Exercise details
Copy the records below word for word, keeping every list of points. Leave the pictures out.

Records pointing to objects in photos
┌──

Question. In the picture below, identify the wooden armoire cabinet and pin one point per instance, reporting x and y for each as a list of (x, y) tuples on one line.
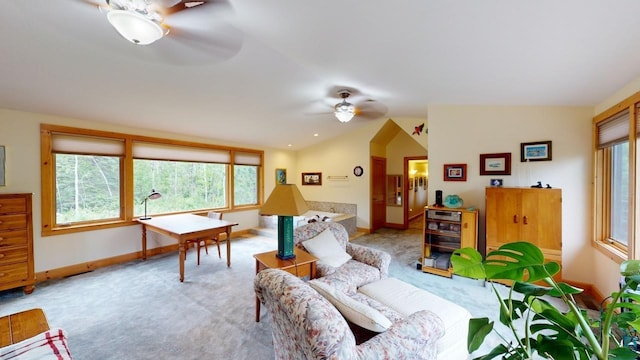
[(525, 214), (16, 242)]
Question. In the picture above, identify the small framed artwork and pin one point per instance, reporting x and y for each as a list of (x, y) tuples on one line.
[(455, 172), (535, 151), (281, 176), (311, 178), (495, 164)]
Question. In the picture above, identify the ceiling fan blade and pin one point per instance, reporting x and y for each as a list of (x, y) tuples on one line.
[(189, 4), (102, 5), (370, 109)]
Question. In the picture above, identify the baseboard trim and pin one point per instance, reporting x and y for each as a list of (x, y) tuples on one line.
[(88, 266)]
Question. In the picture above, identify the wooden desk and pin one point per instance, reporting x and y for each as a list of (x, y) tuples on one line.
[(304, 264), (183, 227), (21, 326)]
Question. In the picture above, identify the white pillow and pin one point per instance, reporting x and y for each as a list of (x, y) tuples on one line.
[(326, 248), (354, 311)]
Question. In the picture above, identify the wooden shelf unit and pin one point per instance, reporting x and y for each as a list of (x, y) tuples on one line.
[(16, 242), (444, 231)]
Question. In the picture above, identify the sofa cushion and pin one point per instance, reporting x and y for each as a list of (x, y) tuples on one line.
[(326, 248), (354, 311), (408, 299)]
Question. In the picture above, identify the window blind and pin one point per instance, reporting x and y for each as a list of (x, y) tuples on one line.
[(87, 145), (247, 158), (614, 130), (155, 151)]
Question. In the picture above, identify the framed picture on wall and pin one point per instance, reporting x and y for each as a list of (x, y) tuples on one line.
[(311, 178), (281, 176), (455, 172), (535, 151), (495, 164)]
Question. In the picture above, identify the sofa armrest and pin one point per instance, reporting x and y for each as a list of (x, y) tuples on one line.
[(416, 334), (370, 256)]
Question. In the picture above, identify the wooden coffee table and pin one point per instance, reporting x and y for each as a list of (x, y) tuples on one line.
[(304, 264), (21, 326)]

└──

Solution to this task
Question. In the picture below, identify the wooden armoire cabinet and pin one point per instance, reporting x and y for each as a list of (x, y) tuples on one line.
[(525, 214), (16, 242)]
Question. In the picture above, identify the small framed artwork and pin one point per instance, reporting x and y for each as a list of (x, y) tuples on one line.
[(455, 172), (535, 151), (281, 176), (311, 178), (495, 164)]
Question. In the picture above, identify the ceiling fan blade and pin one point per instance, reporting x and y for each as a list of (x, y) tuples on one line.
[(189, 4), (102, 5), (370, 109)]
Question. In the picture above, identify the baseboard trim and pin one point per instance, reporting x and y for each as a list of (x, y) tuples on one line.
[(88, 266)]
Question. In the picture above, identify the wooden desk and pin one point per instance, reporting x and y for each as a list of (x, y) tuples on one line.
[(304, 264), (183, 227), (21, 326)]
Question. In the picture above, identify the white pillow and pin one point per instance, reporting x and y for each as a list of (x, y) tuples on one line.
[(326, 248), (354, 311)]
Question. In the picture above, identify the wooden shelf unit and pin one point per instance, reporting x and y for each as a list of (x, y) tuples on one line.
[(16, 242), (444, 231)]
Question. In the picture above, identify the sofa cushion and pin one point per instance, reporting x and y for each as a list of (x, y) tuples on one line.
[(326, 248), (354, 311), (408, 299)]
Question. In the picture above, identify the window blind and pin one point per instance, reporting x and y for each as a list of (x, y) tuples on one line.
[(87, 145), (247, 158), (614, 130), (155, 151)]
Question. In the picture above, identify the framed picture on wall and pin one point per instance, reporting x and y for each as a list of (x, y) tuples on one line.
[(311, 178), (281, 176), (455, 172), (535, 151), (495, 164)]
Question. In the picture above, identify the sofa armrest and pin one point per instance, reporting x and y for each as a list of (x, y) tuples on one line.
[(416, 334), (370, 256)]
Question. In the picture above, identify the wooden coffee table and pin one point per instance, reporting x and y for each as a list of (x, y) tuples on one line.
[(304, 264), (21, 326)]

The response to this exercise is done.